==== Rows

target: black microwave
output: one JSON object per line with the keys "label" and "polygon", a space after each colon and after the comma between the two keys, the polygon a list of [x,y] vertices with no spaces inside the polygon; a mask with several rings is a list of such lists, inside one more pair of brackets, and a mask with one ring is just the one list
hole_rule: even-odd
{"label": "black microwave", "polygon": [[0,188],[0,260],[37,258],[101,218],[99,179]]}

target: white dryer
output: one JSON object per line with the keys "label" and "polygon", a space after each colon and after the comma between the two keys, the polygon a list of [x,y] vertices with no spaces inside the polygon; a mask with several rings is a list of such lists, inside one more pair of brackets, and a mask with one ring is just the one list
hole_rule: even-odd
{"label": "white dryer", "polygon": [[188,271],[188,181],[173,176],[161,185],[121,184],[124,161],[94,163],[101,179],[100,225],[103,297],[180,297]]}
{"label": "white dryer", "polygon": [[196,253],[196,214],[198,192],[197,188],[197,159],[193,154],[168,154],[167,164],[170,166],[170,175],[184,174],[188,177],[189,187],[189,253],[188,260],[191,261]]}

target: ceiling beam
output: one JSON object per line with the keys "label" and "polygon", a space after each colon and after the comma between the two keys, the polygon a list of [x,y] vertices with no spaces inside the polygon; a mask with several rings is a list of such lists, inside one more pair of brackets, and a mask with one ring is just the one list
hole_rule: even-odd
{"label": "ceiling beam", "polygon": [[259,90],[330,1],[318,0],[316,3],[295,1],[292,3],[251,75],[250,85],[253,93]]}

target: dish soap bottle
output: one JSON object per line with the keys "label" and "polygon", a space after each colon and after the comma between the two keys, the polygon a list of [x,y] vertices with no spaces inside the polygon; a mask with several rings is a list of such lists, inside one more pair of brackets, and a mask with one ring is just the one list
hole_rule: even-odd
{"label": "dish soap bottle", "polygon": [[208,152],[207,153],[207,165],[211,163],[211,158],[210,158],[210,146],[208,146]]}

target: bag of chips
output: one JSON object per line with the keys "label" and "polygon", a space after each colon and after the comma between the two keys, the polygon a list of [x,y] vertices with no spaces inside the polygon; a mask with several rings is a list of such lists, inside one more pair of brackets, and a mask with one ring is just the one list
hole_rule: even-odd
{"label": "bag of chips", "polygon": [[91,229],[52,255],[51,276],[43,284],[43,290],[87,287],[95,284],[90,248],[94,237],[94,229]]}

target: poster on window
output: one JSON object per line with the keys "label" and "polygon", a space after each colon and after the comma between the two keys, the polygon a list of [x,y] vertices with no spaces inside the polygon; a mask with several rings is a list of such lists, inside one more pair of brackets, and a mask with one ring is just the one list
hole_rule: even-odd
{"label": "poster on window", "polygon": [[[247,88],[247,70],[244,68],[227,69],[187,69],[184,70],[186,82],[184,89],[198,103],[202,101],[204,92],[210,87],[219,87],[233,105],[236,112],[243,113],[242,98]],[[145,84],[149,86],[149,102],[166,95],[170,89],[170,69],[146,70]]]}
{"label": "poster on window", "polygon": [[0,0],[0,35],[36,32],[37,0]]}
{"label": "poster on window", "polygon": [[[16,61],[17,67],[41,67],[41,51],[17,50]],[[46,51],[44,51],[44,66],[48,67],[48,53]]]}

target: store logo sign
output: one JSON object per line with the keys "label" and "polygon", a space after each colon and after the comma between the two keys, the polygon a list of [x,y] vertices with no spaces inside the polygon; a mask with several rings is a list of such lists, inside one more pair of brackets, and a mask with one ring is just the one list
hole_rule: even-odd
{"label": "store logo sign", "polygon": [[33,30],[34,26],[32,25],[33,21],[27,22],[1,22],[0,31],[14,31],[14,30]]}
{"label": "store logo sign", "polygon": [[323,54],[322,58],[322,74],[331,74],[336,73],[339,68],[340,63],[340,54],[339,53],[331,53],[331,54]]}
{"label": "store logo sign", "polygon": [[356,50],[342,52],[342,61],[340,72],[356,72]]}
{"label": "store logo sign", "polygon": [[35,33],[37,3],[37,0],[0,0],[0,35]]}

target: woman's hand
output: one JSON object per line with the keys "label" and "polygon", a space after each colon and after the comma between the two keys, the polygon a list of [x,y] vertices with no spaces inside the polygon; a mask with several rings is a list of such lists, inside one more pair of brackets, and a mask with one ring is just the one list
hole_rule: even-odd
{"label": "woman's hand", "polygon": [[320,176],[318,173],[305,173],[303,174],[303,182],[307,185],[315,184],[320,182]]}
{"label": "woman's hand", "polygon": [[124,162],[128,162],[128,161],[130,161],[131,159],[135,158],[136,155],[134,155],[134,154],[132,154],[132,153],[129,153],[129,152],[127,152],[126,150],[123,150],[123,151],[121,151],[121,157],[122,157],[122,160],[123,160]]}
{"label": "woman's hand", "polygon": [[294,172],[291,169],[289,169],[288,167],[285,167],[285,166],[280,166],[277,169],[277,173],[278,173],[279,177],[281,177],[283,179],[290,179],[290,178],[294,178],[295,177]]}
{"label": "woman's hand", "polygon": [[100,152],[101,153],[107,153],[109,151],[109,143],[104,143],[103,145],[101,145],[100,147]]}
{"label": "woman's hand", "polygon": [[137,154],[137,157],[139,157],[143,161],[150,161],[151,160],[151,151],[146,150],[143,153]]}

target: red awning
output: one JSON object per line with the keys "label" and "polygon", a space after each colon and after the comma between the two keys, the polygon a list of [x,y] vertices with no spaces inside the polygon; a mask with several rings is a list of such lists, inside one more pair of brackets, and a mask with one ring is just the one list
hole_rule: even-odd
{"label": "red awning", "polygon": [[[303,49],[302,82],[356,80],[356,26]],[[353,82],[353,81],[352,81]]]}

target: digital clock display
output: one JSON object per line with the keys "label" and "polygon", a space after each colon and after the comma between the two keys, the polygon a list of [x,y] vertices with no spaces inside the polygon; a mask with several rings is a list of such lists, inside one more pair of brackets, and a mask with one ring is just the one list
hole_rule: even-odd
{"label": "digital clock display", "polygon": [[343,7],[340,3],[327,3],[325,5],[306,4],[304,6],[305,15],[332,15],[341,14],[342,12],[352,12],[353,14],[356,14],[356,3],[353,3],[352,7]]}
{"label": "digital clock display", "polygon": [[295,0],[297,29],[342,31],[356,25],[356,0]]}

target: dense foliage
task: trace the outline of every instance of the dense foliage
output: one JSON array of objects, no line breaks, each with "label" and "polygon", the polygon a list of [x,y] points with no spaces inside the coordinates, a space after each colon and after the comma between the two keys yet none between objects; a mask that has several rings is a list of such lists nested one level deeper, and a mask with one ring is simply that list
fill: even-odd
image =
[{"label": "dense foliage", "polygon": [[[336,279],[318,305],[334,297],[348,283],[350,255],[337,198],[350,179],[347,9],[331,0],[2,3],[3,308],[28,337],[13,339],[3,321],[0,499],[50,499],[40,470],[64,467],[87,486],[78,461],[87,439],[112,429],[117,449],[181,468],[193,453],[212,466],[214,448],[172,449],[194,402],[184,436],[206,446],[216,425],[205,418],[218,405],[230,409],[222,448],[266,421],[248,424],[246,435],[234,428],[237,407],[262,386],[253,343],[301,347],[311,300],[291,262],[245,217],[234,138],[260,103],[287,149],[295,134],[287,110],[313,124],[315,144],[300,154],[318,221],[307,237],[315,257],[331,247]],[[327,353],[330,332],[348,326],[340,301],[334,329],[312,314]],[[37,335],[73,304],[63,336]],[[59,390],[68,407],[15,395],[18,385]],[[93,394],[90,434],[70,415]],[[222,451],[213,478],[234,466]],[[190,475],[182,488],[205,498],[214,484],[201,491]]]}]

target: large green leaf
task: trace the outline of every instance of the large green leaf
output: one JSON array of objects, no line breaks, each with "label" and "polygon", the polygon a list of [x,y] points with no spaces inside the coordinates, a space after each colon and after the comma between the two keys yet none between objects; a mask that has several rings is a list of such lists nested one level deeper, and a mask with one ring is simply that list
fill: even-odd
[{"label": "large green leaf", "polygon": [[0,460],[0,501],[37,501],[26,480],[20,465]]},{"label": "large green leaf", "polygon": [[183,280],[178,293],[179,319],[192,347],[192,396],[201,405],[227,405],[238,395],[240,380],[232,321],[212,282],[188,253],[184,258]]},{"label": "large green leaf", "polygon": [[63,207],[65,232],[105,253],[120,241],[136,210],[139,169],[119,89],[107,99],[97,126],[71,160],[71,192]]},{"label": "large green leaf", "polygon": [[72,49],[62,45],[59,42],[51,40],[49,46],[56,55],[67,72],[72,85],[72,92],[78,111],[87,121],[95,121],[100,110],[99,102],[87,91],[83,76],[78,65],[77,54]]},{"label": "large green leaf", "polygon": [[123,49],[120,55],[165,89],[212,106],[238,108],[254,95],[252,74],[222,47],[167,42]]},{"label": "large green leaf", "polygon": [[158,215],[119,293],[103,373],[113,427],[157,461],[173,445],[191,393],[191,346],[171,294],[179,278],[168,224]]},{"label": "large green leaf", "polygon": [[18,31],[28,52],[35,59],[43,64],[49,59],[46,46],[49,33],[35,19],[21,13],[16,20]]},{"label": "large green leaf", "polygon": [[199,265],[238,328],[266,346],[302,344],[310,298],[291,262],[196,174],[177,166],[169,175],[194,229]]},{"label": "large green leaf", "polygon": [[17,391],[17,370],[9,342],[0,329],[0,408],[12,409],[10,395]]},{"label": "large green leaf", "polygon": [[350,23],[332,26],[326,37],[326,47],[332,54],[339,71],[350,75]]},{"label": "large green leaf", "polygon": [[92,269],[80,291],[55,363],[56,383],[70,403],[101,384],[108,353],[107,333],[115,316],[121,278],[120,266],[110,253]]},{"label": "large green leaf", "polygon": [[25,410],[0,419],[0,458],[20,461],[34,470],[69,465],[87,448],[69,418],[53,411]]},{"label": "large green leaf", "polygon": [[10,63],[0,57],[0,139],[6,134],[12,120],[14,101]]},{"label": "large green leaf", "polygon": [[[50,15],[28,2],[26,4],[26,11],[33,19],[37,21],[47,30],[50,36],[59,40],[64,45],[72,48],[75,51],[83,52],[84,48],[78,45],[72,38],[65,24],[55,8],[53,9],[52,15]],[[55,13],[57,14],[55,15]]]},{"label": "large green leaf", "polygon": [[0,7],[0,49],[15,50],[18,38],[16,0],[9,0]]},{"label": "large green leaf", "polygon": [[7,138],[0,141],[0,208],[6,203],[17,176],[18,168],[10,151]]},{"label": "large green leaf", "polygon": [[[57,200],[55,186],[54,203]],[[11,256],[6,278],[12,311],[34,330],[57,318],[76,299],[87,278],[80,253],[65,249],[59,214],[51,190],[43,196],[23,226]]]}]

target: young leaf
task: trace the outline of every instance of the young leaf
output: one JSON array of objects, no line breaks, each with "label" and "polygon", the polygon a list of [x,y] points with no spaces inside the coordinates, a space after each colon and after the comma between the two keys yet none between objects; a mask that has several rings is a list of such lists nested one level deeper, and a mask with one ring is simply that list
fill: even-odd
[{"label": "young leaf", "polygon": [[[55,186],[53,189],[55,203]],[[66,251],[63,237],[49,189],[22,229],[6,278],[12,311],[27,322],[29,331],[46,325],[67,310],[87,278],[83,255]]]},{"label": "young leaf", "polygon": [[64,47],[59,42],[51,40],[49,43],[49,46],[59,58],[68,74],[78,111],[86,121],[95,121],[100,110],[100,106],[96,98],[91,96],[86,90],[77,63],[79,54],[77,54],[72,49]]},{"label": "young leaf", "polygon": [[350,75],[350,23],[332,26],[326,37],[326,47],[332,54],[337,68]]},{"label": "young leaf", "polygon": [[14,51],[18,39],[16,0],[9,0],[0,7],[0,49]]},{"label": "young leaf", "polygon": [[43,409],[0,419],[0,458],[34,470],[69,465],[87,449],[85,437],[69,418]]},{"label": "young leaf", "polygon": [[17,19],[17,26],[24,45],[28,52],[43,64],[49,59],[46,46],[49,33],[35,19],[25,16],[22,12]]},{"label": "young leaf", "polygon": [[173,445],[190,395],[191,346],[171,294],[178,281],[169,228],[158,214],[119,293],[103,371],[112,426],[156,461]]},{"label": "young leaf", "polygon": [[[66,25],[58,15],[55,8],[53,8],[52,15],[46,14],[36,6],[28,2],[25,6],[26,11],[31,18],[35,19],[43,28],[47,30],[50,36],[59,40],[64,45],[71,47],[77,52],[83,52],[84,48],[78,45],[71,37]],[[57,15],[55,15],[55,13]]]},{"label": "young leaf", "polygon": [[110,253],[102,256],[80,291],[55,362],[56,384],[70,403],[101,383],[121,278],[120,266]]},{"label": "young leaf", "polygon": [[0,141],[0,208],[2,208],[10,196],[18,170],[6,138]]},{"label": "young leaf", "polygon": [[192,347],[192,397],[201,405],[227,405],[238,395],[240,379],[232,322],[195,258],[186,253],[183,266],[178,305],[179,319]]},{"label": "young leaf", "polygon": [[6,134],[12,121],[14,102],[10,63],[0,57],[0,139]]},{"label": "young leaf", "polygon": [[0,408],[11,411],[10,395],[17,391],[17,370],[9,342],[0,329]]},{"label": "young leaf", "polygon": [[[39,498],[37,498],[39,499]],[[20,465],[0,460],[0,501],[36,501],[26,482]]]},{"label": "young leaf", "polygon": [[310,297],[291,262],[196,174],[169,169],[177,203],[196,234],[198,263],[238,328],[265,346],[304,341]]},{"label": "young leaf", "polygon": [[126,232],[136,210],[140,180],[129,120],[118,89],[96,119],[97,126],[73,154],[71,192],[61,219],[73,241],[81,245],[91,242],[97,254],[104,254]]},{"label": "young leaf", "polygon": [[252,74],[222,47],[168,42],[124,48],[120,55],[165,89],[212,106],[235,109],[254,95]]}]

========

* _What you need to do_
Rewrite everything from the line containing "target: young leaf" down to the line containing "task: trace the outline of every instance of the young", with "young leaf" replaced by "new leaf" and nothing else changed, and give only those lines.

* _Output for this exercise_
target: new leaf
task: trace the outline of every instance of the new leaf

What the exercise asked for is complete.